##### PROVIDED TEXT #####

Can anyone expect a voice of reason in the government to intervene in the field of immigration? No, especially when Mr. Trump’s hand-picked DHS Secretary Kirstjen Nielsen (who controls CBP, U.S.C.I.S., and ICE and has heavily worked to implement the Trump agenda) is lambasted to the point of almost resigning for failing to stop illegal border crossings.

So this article is written as more of a warning to readers of recent and future changes in immigration and how they may affect you.

1. F, M, J students to be subject to the 3 and 10 year bars for overstay if the violation occurs on August 9, 2018, or after.

U.S.C.I.S. policy in the past had always been considerate of foreign students, and so those who violated their statuses did not acquire unlawful presence for purposes of the bars unless DHS made a formal denial of an application or a formal finding of violation of status while adjudicating a request for another immigration benefit, or upon receiving a negative decision by an immigration judge. Under a policy memorandum of May 10, 2018, “Accrual of Unlawful Presence and F, J, and M Non-Immigrants”, with a comment period to June 11, 2018, those individuals violating status on or after August 9, 2018, will begin accruing unlawful status on the earliest of the following dates:

· The day after they no longer pursue the course of study or the authorized activity, or the day after they engage in an unauthorized activity;

· the day after completing the course of study or program, including any authorized practical training plus any authorized grace period;

· the day after the I-94 expires; or

· the day after an immigration judge, or in certain cases, the Board of Immigration Appeals, orders them excluded, deported, or removed (whether or not the decision is appealed).

The above move shows the increasingly hostile attitude of the Trump administration towards higher education and perhaps reflects the fact that Mr. Trump does not expect much of his support to come from the educated class. Still the lack of compassion towards those who spend many thousands of dollars to help support the country’s colleges and universities continues to amaze, especially as an unintended violation will likely put the student or scholar on the horns of a dilemma in attempting a reinstatement application as U.S.C.I.S. normally takes more than 6 months to decide such with the result being that choosing to stay instead of leaving before 180 days would subject the student to a 3 year bar in reentering the country if the reinstatement request is denied. (An unlawful presence violation of 180 days subjects an individual to a 3 year bar and one of 1 year to a 10 year bar).

2. Applications for change of status to F-1 student bring into question whether U.S.C.I.S. has revised policy without formall y notifying anyone.

##### ROWS #####

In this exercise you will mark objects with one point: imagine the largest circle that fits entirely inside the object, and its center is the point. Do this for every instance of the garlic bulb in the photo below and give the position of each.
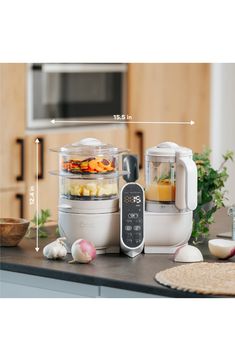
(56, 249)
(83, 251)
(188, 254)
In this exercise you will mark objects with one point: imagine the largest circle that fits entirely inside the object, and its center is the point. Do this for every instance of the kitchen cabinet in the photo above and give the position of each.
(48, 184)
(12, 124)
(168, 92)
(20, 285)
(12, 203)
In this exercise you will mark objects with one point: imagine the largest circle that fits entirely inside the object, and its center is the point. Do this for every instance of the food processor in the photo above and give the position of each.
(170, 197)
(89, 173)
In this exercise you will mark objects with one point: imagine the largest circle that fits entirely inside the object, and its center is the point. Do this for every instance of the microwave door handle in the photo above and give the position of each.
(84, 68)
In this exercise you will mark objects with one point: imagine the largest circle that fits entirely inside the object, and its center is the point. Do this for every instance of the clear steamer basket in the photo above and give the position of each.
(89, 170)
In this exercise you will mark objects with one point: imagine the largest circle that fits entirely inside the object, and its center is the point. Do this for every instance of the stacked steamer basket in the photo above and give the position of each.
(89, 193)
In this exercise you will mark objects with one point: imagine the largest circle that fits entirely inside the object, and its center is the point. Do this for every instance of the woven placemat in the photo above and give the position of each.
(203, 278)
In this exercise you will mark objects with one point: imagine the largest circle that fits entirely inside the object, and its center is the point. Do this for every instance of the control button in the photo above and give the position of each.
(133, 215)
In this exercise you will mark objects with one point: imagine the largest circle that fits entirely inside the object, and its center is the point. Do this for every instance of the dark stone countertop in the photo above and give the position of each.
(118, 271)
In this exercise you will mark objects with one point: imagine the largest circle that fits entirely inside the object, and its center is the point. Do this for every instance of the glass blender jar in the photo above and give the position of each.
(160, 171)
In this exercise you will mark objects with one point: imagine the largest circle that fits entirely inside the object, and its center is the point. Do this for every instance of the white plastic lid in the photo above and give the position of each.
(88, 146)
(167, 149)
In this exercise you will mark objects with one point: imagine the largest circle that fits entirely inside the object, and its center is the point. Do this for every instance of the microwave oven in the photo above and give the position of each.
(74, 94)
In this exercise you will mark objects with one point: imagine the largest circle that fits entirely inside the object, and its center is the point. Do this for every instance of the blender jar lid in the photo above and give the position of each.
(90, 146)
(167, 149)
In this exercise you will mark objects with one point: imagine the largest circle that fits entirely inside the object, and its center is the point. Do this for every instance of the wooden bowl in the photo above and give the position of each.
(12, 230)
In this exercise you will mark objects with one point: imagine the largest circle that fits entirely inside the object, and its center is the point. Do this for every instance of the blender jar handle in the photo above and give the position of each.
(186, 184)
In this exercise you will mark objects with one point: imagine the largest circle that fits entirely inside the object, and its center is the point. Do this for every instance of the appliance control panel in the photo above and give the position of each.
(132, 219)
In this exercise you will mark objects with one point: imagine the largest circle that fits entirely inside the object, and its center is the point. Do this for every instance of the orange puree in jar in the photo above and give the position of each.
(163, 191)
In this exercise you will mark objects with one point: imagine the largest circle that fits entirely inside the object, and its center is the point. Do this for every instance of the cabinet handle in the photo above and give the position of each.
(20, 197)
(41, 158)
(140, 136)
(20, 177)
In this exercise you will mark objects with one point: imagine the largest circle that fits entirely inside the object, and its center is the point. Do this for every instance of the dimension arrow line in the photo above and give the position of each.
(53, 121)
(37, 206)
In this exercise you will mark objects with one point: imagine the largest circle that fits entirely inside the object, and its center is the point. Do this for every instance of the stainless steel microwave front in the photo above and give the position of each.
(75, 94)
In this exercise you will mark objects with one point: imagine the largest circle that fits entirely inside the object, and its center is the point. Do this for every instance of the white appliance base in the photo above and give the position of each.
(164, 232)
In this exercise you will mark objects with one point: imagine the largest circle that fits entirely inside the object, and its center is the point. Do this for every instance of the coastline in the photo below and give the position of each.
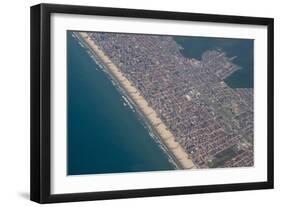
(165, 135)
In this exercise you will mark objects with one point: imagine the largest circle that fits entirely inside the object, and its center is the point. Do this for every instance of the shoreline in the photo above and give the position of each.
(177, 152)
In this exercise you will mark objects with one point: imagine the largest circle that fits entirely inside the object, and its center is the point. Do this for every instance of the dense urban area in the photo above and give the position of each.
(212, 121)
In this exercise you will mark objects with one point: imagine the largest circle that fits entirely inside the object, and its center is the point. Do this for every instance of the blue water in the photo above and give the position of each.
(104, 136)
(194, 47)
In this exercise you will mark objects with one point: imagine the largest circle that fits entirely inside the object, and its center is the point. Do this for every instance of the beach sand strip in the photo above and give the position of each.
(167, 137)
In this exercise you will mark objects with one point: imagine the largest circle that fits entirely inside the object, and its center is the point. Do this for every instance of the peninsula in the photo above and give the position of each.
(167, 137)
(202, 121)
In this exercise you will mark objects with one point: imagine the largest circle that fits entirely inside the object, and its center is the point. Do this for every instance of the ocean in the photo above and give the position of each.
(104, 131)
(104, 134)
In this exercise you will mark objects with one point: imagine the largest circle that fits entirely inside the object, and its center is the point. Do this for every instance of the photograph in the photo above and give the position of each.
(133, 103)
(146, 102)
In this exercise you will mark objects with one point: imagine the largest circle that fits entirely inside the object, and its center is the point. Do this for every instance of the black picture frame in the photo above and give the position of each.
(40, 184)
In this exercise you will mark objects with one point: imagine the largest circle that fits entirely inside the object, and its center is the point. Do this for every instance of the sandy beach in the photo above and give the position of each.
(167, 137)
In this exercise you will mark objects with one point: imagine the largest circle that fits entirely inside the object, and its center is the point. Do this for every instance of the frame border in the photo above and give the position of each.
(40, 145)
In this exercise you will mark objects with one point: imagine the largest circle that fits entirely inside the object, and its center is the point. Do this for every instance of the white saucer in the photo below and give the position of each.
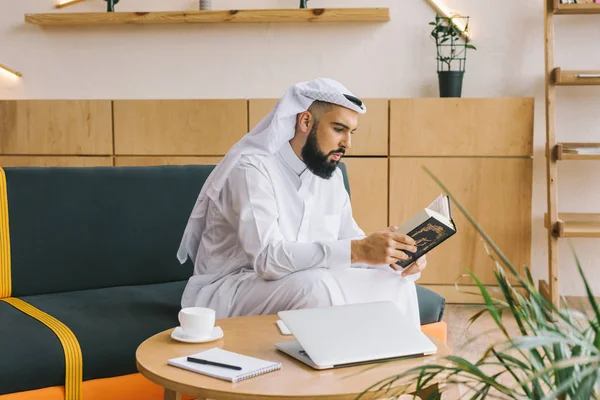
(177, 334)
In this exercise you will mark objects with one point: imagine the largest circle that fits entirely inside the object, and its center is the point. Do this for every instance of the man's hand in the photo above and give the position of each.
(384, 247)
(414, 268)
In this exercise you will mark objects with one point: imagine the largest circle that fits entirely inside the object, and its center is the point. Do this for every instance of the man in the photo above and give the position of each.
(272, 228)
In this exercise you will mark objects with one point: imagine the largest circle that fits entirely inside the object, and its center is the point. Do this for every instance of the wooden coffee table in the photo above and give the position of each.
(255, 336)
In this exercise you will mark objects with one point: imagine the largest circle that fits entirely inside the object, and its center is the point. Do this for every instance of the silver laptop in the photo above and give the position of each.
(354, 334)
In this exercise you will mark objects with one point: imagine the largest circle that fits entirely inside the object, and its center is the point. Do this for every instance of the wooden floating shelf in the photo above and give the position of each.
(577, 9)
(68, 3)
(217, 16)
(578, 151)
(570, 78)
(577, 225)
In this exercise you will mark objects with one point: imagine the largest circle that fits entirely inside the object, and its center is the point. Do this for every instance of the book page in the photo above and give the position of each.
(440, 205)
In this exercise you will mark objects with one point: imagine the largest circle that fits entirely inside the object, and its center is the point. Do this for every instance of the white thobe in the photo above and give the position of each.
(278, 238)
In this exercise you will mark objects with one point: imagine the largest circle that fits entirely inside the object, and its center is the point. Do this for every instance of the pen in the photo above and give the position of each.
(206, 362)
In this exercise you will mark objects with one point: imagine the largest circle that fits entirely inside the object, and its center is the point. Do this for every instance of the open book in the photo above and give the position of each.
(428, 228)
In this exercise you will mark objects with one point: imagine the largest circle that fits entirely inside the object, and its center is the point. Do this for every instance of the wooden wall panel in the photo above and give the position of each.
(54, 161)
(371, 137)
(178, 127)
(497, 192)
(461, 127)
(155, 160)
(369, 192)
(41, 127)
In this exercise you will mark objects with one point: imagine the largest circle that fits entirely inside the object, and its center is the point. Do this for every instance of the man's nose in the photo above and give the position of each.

#####

TO-DO LIST:
1) In the immigration article, what is the date of the policy memorandum titled "Accrual of Unlawful Presence and F, J, and M Non-Immigrants"?
2) Extend the article on immigration changes from where it stops.
The listing plays no part in this work.

ANSWERS TO THE EXERCISE:
1) May 10, 2018.

2)
In the seemingly distant past (before April 2017), individuals applying for change of status to F-1 student only had to file the application with an I-20 student acceptance form in which the schooling would begin within 30 days of the applicant’s status expiration date. Then they could just wait until U.S.C.I.S. reached the case for adjudication no matter how long that event took to occur. In April 2017, U.S.C.I.S. made a distinction among visa categories so that those on B-1 or B-2 statuses attempting to change to F-1 had to maintain their statuses until the date that U.S.C.I.S. made the adjudication, leading many individuals to file at least one application to extend status even after filing for the change of status. Now U.S.C.I.S.’s current website information does not distinguish between B-1 and B-2 and other visas statuses, only stating that, “If your current nonimmigrant status will expire more than 30 days before your F-1 or M-1 program start date and you wish to remain in the United States until your start date, you must find a way to obtain status all the way up to the date that is 30 days before your program start date (“bridge the gap”)… Note that because of processing times, your F-1 or M-1 program start date may be deferred to the following academic term or semester because U.S.C.I.S. did not make a decision on your form I-539 change of status application before your originally intended F-1 or M-1 program start date. In that instance, you will need to obtain status all the way up to the date which is 30 days before your new program start date. If you had already filed an I-539 to bridge the original gap, you may need to file another I-539 to bridge the new gap.” There are already reports of denials of applications for persons in statuses other than B-1 or B-2 and the American Immigration Lawyers Association has put out a call for members to send in examples. The author notes that the U.S.C.I.S. processing times last week for this category were only up to applications submitted in May 2017, one year ago, but on the site being accessed again on 5/12/18, the California and National Benefits service centers were supposedly processing these applications between 2.5 –4.5 months while Vermont was between 9 – 12 months. The inanity of forcing visa applicants for change of status to file additional applications to maintain status only because of the inability of U.S.C.I.S. to timely reach cases for adjudication cannot be overstated.

3. Many green cards, reentry permits, and employment authorization cards will soon not be received.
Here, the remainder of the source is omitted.